▶ **WHAT TO WORK ON**: Beginning at the line containing "Task: locate the painted red" and continuing to the end of the records below, give each line again exactly as it stands, and only those lines.

▶ **AVAILABLE DATA**:
## BEGIN
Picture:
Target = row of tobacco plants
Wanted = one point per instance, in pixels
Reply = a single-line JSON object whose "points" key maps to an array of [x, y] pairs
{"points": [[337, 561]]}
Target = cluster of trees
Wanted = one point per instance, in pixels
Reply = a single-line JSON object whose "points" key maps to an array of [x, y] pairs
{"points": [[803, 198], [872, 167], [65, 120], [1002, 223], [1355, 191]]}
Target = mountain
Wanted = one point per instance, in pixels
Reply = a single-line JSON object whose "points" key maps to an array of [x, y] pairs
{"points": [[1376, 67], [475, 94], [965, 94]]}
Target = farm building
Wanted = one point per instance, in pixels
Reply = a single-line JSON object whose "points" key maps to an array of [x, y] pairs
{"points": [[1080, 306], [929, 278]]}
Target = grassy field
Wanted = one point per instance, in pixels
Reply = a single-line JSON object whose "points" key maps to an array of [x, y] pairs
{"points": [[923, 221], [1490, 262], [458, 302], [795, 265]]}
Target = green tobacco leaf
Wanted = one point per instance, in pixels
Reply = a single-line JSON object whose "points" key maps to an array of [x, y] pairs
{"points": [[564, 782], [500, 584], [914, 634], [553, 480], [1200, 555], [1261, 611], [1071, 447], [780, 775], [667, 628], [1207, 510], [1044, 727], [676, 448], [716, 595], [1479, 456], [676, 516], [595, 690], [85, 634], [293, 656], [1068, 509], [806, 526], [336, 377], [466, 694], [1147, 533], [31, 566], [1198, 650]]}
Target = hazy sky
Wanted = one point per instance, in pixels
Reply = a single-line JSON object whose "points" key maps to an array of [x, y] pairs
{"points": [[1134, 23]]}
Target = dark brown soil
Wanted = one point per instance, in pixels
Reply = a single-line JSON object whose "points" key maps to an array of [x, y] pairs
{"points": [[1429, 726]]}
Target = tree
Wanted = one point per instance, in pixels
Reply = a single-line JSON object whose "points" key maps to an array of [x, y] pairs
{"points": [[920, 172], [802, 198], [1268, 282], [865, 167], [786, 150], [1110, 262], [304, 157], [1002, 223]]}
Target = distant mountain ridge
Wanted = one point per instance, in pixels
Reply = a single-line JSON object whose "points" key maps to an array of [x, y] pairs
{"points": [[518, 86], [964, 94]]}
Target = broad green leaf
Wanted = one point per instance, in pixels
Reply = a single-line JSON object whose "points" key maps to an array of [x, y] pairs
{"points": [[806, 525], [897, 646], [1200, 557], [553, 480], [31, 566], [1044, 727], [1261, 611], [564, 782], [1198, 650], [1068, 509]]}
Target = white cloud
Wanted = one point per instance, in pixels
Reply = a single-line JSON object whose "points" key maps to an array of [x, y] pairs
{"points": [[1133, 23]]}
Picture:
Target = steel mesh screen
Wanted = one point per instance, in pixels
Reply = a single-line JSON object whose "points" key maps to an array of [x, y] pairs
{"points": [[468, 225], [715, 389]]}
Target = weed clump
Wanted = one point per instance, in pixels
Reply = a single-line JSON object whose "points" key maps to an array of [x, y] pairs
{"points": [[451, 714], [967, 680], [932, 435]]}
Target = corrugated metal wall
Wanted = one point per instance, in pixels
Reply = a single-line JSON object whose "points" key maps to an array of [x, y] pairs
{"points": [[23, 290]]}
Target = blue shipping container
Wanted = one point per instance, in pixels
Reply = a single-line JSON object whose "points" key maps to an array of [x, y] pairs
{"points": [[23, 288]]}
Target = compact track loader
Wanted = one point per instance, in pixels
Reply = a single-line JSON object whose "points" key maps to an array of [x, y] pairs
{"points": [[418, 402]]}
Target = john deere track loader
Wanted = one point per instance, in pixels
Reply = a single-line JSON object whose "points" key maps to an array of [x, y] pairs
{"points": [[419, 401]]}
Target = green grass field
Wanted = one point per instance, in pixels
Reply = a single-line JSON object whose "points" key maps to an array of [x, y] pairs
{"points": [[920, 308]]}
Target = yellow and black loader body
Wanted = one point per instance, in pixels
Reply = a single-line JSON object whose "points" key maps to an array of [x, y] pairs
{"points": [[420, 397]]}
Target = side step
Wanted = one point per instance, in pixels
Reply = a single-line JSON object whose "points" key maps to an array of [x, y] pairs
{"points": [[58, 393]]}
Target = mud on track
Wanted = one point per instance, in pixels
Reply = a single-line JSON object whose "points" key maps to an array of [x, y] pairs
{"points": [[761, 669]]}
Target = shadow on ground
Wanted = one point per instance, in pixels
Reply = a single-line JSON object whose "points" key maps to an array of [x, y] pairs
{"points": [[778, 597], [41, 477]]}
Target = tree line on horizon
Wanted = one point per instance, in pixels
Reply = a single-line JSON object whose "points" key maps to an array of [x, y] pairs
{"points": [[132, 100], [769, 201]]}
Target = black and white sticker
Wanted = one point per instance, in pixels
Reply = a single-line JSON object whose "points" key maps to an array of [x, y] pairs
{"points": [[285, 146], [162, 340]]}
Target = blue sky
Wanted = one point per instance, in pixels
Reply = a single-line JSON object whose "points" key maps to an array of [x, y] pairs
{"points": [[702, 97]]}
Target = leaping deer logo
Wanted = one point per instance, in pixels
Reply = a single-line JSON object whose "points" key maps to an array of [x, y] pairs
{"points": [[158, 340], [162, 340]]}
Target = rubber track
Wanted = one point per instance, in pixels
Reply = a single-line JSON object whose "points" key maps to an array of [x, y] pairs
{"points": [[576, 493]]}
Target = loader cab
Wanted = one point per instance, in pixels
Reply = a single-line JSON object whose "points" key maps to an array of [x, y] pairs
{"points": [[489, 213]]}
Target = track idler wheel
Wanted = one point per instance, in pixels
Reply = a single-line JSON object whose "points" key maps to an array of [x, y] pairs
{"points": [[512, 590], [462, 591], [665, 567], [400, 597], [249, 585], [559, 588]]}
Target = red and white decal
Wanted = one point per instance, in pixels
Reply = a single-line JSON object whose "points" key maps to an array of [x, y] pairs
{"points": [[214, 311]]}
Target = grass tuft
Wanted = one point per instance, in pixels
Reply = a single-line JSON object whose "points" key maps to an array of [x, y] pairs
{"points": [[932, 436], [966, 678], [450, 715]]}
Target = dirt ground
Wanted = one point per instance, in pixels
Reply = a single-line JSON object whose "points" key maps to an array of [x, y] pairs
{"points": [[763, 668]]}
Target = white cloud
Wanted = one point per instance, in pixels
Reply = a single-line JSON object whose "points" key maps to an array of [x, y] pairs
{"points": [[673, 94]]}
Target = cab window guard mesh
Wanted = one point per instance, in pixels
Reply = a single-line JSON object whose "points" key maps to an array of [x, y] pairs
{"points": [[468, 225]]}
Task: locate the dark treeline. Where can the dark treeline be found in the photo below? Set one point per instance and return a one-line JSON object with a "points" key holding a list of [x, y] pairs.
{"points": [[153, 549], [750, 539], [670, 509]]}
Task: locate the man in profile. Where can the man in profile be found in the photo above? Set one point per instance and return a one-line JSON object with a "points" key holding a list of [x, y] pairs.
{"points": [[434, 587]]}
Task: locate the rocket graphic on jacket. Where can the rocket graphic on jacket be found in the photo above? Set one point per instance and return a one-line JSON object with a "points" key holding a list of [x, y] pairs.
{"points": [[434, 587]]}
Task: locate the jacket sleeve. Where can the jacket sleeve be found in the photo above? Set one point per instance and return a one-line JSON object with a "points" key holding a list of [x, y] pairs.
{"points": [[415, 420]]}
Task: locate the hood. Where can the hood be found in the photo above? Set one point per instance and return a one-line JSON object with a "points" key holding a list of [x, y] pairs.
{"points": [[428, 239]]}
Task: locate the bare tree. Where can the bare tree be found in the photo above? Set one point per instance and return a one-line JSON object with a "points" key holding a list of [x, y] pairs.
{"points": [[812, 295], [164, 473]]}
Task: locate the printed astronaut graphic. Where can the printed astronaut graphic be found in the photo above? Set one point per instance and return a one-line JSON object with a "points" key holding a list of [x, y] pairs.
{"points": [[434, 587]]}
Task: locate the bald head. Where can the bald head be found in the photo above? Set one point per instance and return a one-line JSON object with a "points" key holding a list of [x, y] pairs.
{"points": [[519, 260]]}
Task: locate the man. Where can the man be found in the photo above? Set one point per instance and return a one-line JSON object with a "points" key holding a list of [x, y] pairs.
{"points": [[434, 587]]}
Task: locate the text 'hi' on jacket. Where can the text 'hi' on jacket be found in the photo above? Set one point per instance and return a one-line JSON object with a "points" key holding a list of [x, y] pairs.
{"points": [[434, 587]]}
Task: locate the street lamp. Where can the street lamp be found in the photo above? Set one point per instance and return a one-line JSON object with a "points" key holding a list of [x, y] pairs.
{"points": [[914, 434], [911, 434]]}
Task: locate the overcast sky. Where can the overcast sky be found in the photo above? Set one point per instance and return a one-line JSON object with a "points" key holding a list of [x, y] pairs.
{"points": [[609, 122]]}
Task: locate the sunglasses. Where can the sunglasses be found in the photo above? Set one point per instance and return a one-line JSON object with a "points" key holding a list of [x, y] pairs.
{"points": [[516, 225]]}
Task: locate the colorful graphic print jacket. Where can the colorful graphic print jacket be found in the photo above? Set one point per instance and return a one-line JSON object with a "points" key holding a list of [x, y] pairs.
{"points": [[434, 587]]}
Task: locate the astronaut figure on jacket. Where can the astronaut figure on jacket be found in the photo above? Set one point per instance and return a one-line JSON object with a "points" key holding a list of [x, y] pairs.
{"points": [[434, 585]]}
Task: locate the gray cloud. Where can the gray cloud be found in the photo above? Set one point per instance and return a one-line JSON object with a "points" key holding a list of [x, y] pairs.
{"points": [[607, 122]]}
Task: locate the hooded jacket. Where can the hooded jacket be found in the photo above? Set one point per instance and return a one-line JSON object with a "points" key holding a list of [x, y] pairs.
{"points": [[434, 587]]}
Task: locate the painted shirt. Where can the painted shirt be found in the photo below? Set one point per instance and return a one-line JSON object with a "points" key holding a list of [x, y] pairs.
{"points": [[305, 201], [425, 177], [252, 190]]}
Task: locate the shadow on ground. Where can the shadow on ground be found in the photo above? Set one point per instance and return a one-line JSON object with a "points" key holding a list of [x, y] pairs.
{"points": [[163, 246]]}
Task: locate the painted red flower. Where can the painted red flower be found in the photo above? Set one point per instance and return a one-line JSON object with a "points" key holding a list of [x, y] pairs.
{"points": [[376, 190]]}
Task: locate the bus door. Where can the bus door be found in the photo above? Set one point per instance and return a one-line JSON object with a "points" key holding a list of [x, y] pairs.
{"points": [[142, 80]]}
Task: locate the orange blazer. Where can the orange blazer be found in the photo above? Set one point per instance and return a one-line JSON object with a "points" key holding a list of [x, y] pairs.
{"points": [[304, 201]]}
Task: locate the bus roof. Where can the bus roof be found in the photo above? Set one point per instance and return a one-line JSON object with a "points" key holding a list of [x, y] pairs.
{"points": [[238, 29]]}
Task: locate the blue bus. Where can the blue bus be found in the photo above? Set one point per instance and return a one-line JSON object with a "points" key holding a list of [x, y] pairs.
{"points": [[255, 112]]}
## END
▶ **OUTPUT FOR THIS EXERCISE**:
Task: locate the painted red flower. Where can the painted red flower be found in the photo above? Set one point per instance and return a one-line JSON object with a "points" key holding a list of [x, y] pairs.
{"points": [[376, 190]]}
Task: locate the bus door. Where can the bus door be found in the photo above? Set one point per instance and return a one-line JSON object with a "points" key holding a list of [x, y] pairs.
{"points": [[142, 80]]}
Task: locate the orange blazer. Where can the orange blazer be found in the photo above? Set one point per instance and return a one-line JSON object with a "points" key holding a list of [x, y] pairs.
{"points": [[304, 201]]}
Task: locate the bus roof. Where can the bus roof be found in the photo above? Set one point per instance and return a one-line JSON object with a "points" key holding a list of [x, y] pairs.
{"points": [[238, 29]]}
Task: locate the blue bus. Where can the blue bus be found in the photo above? Set one point per instance and return a one-line JSON object with a "points" key holding a list of [x, y] pairs.
{"points": [[255, 112]]}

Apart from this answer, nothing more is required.